## Job 1
From the zsh mailing list message, list every option given for how messages can be sorted.
## Job 2
In the zsh mailing list message, transcribe the passage that begins with the words "does the following" and ends with "the input string.".
## Job 3
Continue the zsh mailing list message about the printf %.1s bug, picking up after its final sentence.

Zsh Mailing List Archive
Messages sorted by: Reverse Date, Date, Thread, Author

Re: bug report : printf %.1s outputting more than 1 character



quote :

============
This triggers a branch of the printf code introduced by this comment:
    /*
    * Invalid/incomplete character at this
    * point.  Assume all the rest are a
    * single byte.  That's about the best we
    * can do.
    */
============

does the following ( below the "====" line ) behavior look even reasonable at all, regardless of your spec ? Because what the spec ends up doing is treating the rest of the input string as 1 byte and printing everything out, even though there are valid code points further down the input string.

## Provided data

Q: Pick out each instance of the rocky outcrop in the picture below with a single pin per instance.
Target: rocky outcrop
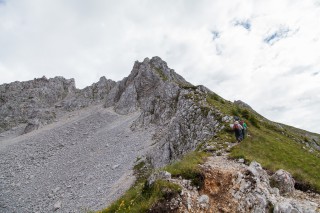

## Response 1
Reverse Date, Date, Thread, Author

## Response 2
does the following ( below the "====" line ) behavior look even reasonable at all, regardless of your spec ? Because what the spec ends up doing is treating the rest of the input string as 1 byte and printing everything out, even though there are valid code points further down the input string.

## Response 3
The behavior is correct when LC_ALL=C is set, meaning zsh already has the codes needed to generate the correct output. My point was that instead of treating the rest of the input string, regardless of size, as 1 byte/character, why not have it behave "as if" LC_ALL=C is in effect whenever it enters this branch :

if (chars < 0) {
/*
 * Invalid/incomplete character at this
 * point.  Assume all the rest are a
 * single byte.  That's about the best we
 * can do.
 */
lchars += lleft;
lbytes = (ptr - b) + lleft;
break;

and continue in this mode until a locale-valid character is found, then revert back to multi-byte behavior ? wouldn't that be a more logical behavior ?

If that's too complex to implement, then perhaps treat rest of input string as a collection of individual bytes instead of just 1 byte ?

I just find printf '%.3s' outputting a 179 KB string rather odd.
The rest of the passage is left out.